• **Document excerpt**
::::::::::

I've grown since that epic run on the Dragon in 2007 and have been fortunate enough to drive some truly epic vehicles. But a funny thing happened in the 13 years since I chased that SRT-4: It became harder to feel out what cars were doing. Where cars once shouted at the driver, today they whisper, their voices hidden beneath a mass of computers and sensors and Adaptive This and Dynamic That. At the risk of going all “Old Man Yells At Cloud,” the things automakers herald as improvements might make cars safer, more efficient, and more capable, but for folks that value the driving involvement above all else, these new technologies don’t always make vehicles better.
It took a one-hour drive in a 1999 Honda Prelude Type SH to realize this. The museum-worthy car in question belongs to Honda and arrived in my driveway with just over 2,000 original miles. It's a time capsule of a vehicle, having covered fewer miles than most of the new vehicles I test each week.
My time with the Prelude was short, just a few days, so I was on the road as soon as it arrived. And for most of that journey, it was just a car. There was a gas engine – a naturally aspirated 2.2-liter four-cylinder – and a five-speed manual transmission. But that simple pairing is, in itself, a far cry from what most cars offer today.
Turbocharged engines occupy a far larger part of the new vehicle market today, offering drivers torque curves as meaty as a 72-ounce sirloin. Combined with CVTs that are smarter than ever or, in performance applications, automatic gearboxes that humble even the most talented human driver's shift speed, accelerating in a modern car is as effortless as squeezing the gas pedal.
The Prelude and its VTEC-equipped 2.2-liter punish this sort of lazy behavior. Honda may have rated the 200-horsepower four-cylinder at 156 pound-feet of torque when it debuted, but drivers only found that twist at a lofty 5,250 rpm. For comparison, the Civic Hatchback Sport Touring I reviewed a few weeks prior to the Prelude offered 162 lb-ft from 1,700 to 5,500 rpm. The modern, turbocharged 1.5-liter made that car effortless to accelerate in – simply tap the throttle and it surged ahead.

::::::::::

• **Record set**
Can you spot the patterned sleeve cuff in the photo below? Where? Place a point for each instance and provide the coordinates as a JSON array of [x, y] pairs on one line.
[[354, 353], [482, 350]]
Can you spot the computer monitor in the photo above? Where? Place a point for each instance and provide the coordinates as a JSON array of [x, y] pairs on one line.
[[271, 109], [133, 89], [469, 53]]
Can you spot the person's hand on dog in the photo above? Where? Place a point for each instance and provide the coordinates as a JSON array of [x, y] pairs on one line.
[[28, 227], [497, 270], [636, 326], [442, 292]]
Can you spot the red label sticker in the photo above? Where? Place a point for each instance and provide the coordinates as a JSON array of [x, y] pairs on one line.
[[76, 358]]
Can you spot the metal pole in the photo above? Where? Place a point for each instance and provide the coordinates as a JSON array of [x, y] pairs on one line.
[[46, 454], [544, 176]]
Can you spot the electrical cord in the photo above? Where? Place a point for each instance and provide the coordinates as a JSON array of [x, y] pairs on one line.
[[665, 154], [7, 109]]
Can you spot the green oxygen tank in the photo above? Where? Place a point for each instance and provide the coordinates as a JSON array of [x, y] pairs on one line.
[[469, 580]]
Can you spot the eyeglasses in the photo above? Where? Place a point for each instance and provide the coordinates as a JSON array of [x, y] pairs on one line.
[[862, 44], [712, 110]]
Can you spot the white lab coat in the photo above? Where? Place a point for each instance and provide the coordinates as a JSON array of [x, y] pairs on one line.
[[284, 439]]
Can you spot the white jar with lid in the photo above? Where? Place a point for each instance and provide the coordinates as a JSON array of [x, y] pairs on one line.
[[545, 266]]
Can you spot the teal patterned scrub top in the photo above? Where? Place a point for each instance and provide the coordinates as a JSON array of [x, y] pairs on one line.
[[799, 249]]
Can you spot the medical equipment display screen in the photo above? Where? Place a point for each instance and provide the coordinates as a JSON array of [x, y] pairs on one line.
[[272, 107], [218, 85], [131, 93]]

::::::::::

• **Exercise goal**
In the Honda Prelude article, at what engine speed did drivers find the four-cylinder's rated 156 pound-feet of torque?

• **Task output**
At 5,250 rpm.